**Verilen Metin**
============

HEPİMİZ POTANSİYEL TAHŞİYECİYİZ

Hayrettin Atak

Cemaat, Polisler, Medya özgürlüğü, Ekrem Dumanlı, Senaryo, Diziler…

Her şey konuşuldu operasyonların başladığı saatten bu yana.  Ancak operasyonlara gerekçe gösterilen vakıanın aslında ne olduğu konusunda pek bilgi verilmedi, verilemedi henüz.  Bu olayın ayrıntılarına vakıf olmakla başlayacak bu içinde bulunduğumuz vahametin aslında ne denli büyük olduğu ve adaletsiz sistemin insanları ne denli iğrenç bir kıskaca aldığı…

Bu ayrıntıları dehşet veren olayda Pensilvanya, Gazete, Televizyon, Emniyet ve Yargı beşlisinin ortak hareketleri ilk kez bu denli net ifşa oluyor ve ayrıntılarda sıkı ilişkilerin ipuçları saklı…  

Bir Kemal Sunal filmi senaryosu bile bu operasyondan daha ciddi parşömenler barındırır… Operasyonların başlamasından, emniyetin yürüttüğü soruşturmaya ve savcının iddianamesine kadar her şey olsa olsa bir Şarlo uyarlaması olabilir…

Operasyon, masum insanların hedef gösterildiği “bunlara tahşiyeci denilebilir evlerine kaleşinkof (aynı bu şekilde söyledi ve bu şekilde söylemesinin ayrı bir yazı konusu olduğunu düşünüyorum) konulabilir sözlerinin ardından Gazetenin haber ve yazılarla (Nuh Gönültaş) ispiyonlaması, Tek Türkiye’nin uyarması, Polisin kurgulaması ve Savcının uyarlamasıyla geliştiği iddialar arasında. (Fezlekelerde olduğu gibi)

Ama asıl vahamet ayrıntılarda gizli…

122 kişinin tutuklandığı operasyonlarda deliler bir kuyumcuya ait 2 ruhsatlı tabanca, bir evde 7.65 silah, 150 yıllık bir çakaralmaz ve bir samuray kılıcı… 2000 mermi çekirdeği bulundu ama bu mermilerin hiçbiri bulunan üç silaha ait değil… Mehmet Doğan’ın evinde bulunmuş gibi bir algı oluşturulmaya çalışılan el bombası da, Cemaate sohbete gelen birinin abisinin boş evinde bulunuyor ki (bu acayip bir belirtisiz isim tamlaması oldu) bunu bulan polislerin mahkemede el bombasını nerede nasıl ve kaç dakika içinde buldukları ve niye üzerinde Mehmet Doğan’ın değil de kendi parmak izlerinin olduğu konusunda bir türlü açıklayamamaları Mahkeme heyetini bile kızdırdığı duruşmalara katılanların malumu.

============

İşaretleme veri kümesi kayıtları:
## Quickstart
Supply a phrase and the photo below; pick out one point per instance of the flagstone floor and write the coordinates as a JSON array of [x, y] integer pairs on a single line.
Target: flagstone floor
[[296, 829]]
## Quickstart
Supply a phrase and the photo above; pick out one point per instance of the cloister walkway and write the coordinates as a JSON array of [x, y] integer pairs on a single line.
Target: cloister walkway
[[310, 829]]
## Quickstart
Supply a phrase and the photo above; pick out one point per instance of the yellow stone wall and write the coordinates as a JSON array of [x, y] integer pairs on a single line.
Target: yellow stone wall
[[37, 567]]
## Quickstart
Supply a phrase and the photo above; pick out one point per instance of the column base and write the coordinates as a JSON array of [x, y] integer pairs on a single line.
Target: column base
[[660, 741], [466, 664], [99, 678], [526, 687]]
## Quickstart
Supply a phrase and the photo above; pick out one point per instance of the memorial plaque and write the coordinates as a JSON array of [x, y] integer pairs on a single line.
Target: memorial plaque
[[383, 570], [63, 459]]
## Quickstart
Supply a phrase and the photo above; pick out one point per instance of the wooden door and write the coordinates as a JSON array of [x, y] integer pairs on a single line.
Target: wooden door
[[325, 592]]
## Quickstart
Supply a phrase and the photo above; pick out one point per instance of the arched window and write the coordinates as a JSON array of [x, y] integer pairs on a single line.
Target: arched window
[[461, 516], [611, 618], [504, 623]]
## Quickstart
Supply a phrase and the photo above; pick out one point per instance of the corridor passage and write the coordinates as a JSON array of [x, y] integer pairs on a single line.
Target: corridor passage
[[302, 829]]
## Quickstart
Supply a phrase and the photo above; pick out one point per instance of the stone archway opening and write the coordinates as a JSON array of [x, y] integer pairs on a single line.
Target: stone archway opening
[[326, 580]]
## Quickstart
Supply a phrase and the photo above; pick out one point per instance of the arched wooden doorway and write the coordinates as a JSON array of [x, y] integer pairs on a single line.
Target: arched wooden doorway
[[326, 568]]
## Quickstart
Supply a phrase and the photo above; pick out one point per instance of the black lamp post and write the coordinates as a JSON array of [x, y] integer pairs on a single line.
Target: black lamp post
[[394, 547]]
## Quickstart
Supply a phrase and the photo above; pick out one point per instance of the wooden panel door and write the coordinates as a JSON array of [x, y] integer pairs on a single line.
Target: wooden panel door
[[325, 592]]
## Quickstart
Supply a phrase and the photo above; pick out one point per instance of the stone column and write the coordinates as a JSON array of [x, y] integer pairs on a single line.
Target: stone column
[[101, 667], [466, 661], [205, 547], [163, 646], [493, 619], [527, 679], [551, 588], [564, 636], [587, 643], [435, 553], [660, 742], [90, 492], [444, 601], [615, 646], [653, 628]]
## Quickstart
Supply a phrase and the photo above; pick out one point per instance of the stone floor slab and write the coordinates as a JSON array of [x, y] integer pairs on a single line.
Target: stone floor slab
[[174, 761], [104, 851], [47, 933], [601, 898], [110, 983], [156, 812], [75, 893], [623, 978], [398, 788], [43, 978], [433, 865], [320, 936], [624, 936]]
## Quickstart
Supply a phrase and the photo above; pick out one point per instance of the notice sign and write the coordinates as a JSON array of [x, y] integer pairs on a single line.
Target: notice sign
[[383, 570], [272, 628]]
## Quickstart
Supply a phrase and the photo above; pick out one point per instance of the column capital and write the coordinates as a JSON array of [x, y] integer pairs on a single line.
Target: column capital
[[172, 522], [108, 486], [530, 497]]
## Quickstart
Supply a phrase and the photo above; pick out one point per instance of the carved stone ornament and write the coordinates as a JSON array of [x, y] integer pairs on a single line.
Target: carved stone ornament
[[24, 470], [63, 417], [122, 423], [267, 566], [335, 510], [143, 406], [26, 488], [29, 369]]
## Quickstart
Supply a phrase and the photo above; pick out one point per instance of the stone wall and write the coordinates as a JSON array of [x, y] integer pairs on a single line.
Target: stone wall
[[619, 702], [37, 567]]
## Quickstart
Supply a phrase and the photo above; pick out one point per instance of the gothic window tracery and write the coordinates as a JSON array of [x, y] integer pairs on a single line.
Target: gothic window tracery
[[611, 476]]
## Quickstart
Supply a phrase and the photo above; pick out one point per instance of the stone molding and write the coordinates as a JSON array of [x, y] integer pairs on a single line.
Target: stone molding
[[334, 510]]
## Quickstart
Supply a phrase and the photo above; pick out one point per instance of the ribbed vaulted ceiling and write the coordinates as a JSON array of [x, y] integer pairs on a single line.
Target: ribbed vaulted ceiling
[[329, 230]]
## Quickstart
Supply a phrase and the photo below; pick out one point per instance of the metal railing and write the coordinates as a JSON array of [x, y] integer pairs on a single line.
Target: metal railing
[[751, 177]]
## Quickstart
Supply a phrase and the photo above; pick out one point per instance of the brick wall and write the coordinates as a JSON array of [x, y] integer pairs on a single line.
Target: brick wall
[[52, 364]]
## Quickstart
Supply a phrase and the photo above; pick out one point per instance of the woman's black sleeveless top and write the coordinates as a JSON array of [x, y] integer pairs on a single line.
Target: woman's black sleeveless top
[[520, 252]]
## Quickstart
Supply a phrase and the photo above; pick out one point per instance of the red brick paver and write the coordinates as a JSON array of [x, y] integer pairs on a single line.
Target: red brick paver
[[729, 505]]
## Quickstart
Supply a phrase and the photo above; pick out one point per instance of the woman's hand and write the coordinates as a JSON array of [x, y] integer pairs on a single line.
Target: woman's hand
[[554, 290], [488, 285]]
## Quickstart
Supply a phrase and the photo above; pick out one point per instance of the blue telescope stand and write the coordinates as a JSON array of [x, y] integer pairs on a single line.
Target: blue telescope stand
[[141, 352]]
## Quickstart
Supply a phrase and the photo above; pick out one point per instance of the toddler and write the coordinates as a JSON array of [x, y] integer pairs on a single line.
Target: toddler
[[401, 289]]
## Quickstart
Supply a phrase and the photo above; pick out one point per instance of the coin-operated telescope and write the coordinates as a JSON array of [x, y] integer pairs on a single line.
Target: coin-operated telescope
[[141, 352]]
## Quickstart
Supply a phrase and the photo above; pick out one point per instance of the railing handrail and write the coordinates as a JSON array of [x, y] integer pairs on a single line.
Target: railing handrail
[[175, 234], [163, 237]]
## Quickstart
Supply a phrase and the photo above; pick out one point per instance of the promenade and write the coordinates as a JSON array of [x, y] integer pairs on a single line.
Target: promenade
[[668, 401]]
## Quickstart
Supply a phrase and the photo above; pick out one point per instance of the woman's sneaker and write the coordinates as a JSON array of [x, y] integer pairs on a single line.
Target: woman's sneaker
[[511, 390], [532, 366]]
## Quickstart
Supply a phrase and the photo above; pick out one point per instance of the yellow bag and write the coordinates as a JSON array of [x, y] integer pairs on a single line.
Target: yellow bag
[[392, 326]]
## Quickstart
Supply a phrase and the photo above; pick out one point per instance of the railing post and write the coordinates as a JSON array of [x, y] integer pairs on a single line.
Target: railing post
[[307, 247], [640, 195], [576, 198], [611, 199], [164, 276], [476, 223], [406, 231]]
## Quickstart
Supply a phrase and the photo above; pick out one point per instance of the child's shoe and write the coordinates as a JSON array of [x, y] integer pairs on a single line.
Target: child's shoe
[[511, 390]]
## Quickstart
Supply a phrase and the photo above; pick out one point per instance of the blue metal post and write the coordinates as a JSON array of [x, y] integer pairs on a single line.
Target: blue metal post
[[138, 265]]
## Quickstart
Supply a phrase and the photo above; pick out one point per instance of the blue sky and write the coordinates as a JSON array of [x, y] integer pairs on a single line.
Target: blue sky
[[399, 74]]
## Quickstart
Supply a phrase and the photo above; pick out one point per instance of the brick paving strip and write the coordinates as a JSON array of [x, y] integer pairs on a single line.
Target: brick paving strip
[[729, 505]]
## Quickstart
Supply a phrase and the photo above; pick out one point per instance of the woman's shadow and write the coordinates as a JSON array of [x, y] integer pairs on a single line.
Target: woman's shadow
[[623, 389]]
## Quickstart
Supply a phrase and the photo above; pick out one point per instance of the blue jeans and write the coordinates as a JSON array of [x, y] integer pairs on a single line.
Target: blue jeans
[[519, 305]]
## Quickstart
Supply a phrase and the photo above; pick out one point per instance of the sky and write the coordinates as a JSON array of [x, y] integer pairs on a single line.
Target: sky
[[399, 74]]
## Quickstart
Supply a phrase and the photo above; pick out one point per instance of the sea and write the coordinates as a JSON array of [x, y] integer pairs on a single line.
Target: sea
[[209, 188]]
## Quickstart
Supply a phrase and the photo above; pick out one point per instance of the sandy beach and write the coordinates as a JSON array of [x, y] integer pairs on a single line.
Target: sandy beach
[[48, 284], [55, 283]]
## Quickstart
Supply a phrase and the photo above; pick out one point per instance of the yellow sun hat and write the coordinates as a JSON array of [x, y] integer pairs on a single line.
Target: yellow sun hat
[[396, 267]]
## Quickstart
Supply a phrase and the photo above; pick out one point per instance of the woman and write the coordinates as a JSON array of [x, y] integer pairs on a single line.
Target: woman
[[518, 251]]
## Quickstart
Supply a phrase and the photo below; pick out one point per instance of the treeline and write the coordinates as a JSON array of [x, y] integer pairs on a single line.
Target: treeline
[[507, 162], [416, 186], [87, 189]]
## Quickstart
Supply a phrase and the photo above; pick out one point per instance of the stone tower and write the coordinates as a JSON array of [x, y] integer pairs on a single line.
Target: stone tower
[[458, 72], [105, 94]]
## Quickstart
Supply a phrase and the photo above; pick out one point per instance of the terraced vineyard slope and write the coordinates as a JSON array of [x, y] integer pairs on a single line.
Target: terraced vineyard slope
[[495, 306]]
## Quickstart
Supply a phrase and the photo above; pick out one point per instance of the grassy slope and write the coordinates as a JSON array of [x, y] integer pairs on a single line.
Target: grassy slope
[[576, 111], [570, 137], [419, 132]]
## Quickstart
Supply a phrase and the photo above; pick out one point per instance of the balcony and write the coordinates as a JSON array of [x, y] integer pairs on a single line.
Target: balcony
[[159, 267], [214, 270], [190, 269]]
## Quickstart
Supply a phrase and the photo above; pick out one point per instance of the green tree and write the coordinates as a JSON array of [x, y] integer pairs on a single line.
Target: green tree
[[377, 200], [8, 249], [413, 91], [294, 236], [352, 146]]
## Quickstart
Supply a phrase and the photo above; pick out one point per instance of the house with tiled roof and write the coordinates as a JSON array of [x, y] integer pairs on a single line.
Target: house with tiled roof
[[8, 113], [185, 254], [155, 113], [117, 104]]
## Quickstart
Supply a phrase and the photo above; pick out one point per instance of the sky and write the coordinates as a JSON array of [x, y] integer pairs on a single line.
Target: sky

============

**Yapılacak Görevler**
**A.** Verilen metne göre operasyonlarda kaç kişi tutuklanmıştır?
**B.** Verilen metinde ortak hareketlerinin ilk kez bu denli net ifşa olduğu söylenen beşliyi oluşturanların hepsini sıralayınız.

**Alıştırma Cevapları**
**A.** Operasyonlarda 122 kişi tutuklanmıştır.

**B.** Pensilvanya, Gazete, Televizyon, Emniyet, Yargı